Dataset excerpts
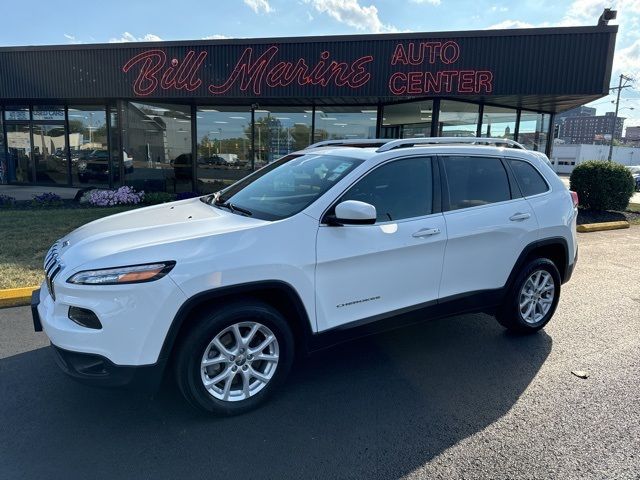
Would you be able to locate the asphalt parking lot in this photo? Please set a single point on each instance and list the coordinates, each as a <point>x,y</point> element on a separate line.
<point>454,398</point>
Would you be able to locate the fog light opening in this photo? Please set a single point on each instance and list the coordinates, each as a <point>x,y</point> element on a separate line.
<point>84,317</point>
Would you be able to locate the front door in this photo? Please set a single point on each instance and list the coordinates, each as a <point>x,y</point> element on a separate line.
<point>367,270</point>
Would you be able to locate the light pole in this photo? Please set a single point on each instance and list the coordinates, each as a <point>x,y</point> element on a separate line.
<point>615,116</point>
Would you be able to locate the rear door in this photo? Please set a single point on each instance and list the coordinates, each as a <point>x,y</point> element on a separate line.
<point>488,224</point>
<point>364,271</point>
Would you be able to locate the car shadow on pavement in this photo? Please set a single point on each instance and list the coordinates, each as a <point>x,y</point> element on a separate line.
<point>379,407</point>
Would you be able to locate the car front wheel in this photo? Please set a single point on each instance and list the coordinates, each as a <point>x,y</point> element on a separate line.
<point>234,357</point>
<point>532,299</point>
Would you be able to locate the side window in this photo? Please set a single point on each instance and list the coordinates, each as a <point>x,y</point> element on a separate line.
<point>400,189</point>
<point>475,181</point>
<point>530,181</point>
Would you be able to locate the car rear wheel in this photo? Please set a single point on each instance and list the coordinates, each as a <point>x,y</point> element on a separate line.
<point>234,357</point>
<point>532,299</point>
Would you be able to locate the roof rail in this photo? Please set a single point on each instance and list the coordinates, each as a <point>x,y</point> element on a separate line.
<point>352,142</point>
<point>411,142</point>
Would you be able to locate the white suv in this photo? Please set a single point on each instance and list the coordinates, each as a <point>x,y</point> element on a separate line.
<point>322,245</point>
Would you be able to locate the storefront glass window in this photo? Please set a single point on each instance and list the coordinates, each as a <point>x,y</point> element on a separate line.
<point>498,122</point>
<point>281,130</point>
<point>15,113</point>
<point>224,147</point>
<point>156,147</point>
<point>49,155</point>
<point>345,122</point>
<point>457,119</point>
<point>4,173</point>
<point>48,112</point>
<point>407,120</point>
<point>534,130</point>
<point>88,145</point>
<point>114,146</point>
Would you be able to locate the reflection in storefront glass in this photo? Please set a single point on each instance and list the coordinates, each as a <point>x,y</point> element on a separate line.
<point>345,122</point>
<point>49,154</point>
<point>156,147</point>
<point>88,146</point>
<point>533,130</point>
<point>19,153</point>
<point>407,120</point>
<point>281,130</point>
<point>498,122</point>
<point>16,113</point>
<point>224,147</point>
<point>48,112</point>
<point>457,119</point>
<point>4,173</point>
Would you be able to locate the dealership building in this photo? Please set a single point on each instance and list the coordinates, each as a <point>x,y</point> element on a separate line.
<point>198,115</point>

DESCRIPTION OF THE TASK
Every line above is to be reproduced verbatim, and the pictures are to be omitted.

TASK OUTPUT
Would you be able to locate the asphalt parking lot in this photo? Please set a single point on each instance and list the coordinates, each as a <point>x,y</point> element on a separate line.
<point>454,398</point>
Would you be able to locate the fog light opening in this photo? Please set a single point on each instance and list the coordinates, each as a <point>x,y</point> element on a separate line.
<point>84,317</point>
Would you be able to locate the front door in this photo? Please set a single point on each instance and list the coordinates, each as a <point>x,y</point> element on a separate line.
<point>367,270</point>
Would you be able to locate the light pole in this photo? Please set a single point on each instance and list the coordinates, each as a <point>x,y</point> element on a separate line.
<point>615,116</point>
Would you be able to locate the rear door in this photo? Please set a single point on each instance and list the coordinates, each as a <point>x,y</point> element on a separate line.
<point>488,224</point>
<point>364,271</point>
Would you be able to locate the car shadow on pavement in this photo? Please set a single point on each instance and list the coordinates, each as a <point>x,y</point> element on a separate line.
<point>379,407</point>
Would you be able to locate the car front wheel in this photo? Please set a single point on each instance and list the coordinates, each as a <point>x,y</point> element on a separate line.
<point>234,357</point>
<point>532,299</point>
Would you be able to locate the side window in this photo? Please set a single point on each instance and list the coordinates, each as a <point>x,y</point> element on a separate line.
<point>400,189</point>
<point>475,181</point>
<point>530,181</point>
Would you be able to locate the car rear wheel in this photo? Please set a single point on each instance and list the coordinates, each as a <point>x,y</point> element on a separate line.
<point>234,357</point>
<point>532,299</point>
Would you be able to locate the roof rail in this photo? Please set a single point on each instance and list the coordinates, each as a <point>x,y</point> element on a separate line.
<point>352,142</point>
<point>411,142</point>
Would you be able to locate the white suv in this photo? Please set a single point on each instance and list the coordinates, each as a <point>x,y</point> element on a separate line.
<point>322,245</point>
Would you be able to locate the storefront glass window in this photo? Please set a single point on each instance and list the coordinates, each as a <point>x,y</point> element on a separate line.
<point>498,122</point>
<point>281,130</point>
<point>15,113</point>
<point>224,147</point>
<point>156,147</point>
<point>49,155</point>
<point>345,122</point>
<point>457,119</point>
<point>4,173</point>
<point>48,112</point>
<point>407,120</point>
<point>534,130</point>
<point>88,145</point>
<point>114,146</point>
Would you be able to locate the reflection in storefront glass in this photo? Please set a single point on each instance and list the coordinates, each as a <point>x,y</point> element on a separate line.
<point>345,122</point>
<point>49,154</point>
<point>156,147</point>
<point>88,146</point>
<point>533,130</point>
<point>19,153</point>
<point>407,120</point>
<point>281,130</point>
<point>498,122</point>
<point>16,113</point>
<point>224,147</point>
<point>48,112</point>
<point>457,119</point>
<point>4,173</point>
Would you be able to locate the dealership building in this photo? Please set a single point on each instance and list the coordinates, each as a <point>x,y</point> element on a separate line.
<point>198,115</point>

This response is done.